» **INSTRUCTIONS FOR THE TASK**:
Reproduce the listing below verbatim, line by line, and omit the pictures from your output.

» **ROWS**:

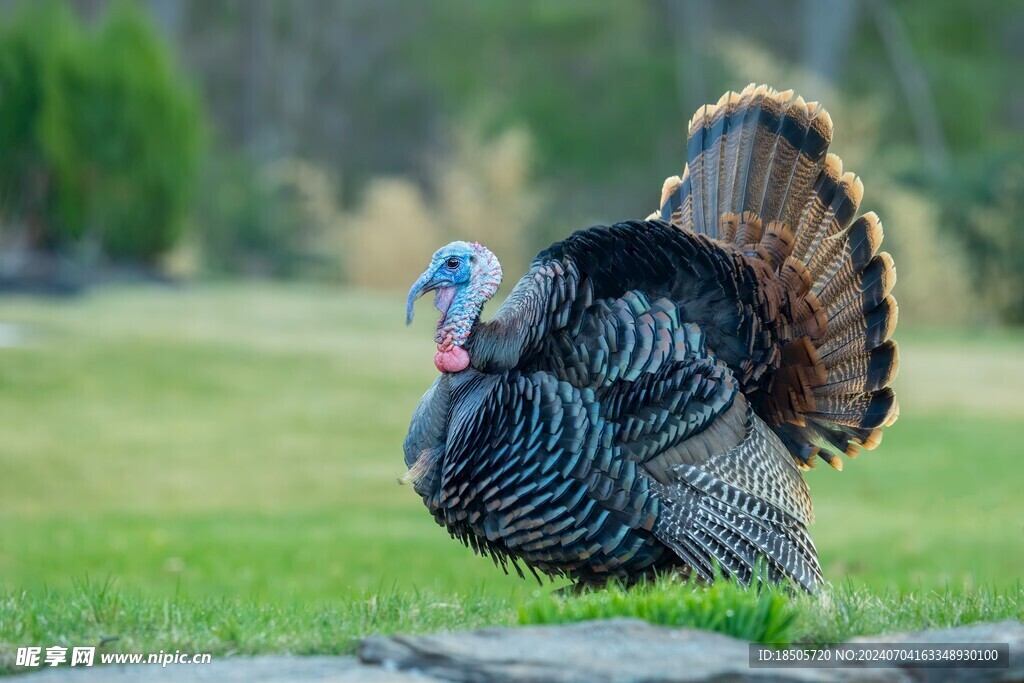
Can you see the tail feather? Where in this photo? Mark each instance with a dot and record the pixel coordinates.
(759, 178)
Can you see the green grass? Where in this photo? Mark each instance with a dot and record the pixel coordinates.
(236, 450)
(776, 615)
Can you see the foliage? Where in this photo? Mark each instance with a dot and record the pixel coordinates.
(122, 131)
(124, 621)
(38, 35)
(280, 220)
(982, 205)
(481, 190)
(247, 439)
(104, 134)
(764, 615)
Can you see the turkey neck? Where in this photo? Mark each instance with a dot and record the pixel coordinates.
(425, 442)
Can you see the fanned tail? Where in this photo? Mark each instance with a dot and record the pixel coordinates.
(759, 179)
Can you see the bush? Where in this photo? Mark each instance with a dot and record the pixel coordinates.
(38, 33)
(280, 219)
(103, 126)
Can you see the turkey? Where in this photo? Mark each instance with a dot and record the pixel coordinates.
(645, 398)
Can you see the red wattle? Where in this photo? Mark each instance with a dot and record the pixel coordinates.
(452, 359)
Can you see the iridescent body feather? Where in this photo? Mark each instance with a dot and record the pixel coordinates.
(647, 394)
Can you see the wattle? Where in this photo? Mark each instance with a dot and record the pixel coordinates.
(452, 359)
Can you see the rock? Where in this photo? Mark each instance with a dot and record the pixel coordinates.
(995, 632)
(614, 650)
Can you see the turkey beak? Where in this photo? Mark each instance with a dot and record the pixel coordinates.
(426, 283)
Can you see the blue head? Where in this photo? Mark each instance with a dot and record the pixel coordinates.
(463, 275)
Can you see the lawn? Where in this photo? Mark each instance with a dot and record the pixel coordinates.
(217, 466)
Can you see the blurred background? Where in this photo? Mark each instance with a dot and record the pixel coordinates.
(216, 208)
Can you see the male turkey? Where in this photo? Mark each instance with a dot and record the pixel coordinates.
(647, 394)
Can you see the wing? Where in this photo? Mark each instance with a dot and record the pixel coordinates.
(528, 474)
(623, 401)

» **RESPONSE TO THE TASK**:
Can you see the tail feather? Where in this photo? Mark each instance with a dot and record the pixel coordinates.
(759, 178)
Can you see the green grass? Where in this photo? Mark each instance with a dot and record the pixel coordinates.
(236, 450)
(776, 615)
Can you see the foliage? Where in this photo? Mark each instance with a dot and record the pixel coordinates.
(122, 131)
(124, 621)
(38, 35)
(280, 220)
(982, 205)
(481, 190)
(247, 439)
(104, 134)
(764, 615)
Can you see the turkey neck? Where in this photo? Mark each instance with a dot and record the pixel coordinates.
(425, 442)
Can you see the fanned tail? Where in this photo? Mark each instance with a dot and record the pixel coordinates.
(759, 179)
Can you see the bush? Where in this photo? Mark each instance with a dot and record the pixel coordinates.
(38, 33)
(280, 219)
(103, 126)
Can you see the turkey? Where in this photo? Mark each instance with a dot and record the pixel coordinates.
(645, 398)
Can you see the red wattle? Where in this photo? Mark each instance with a dot and record the pixel coordinates.
(452, 359)
Can you see the iridescent body feather? Where in this photo? Mark each instance with a dot and record the pixel coordinates.
(647, 394)
Can you see the wattle? Where in this photo? Mark each instance with a dot and record the pixel coordinates.
(452, 359)
Can you see the rock? Where in this photo? Mark each instance with a dot and record the pixel coordinates.
(995, 632)
(614, 650)
Can you see the turkey beak? Where in this photo? Mark each instance with a dot and record the pixel coordinates.
(426, 283)
Can you see the blue head? Where in this photo? Mark each instance with a dot and record the pixel coordinates.
(463, 275)
Can you see the lawn? Where in this photo? Mark each instance with a dot and record the pixel coordinates.
(217, 466)
Can you see the blurred background? Where in this photo? Mark each instance with a dot and record the pixel coordinates.
(216, 208)
Can you see the male turkey? Where in this photo? Mark each instance with a dot and record the pixel coordinates.
(647, 394)
Can you see the wing? Where in this photo? Mark each instance with a dot and record the pixel coordinates.
(528, 474)
(623, 401)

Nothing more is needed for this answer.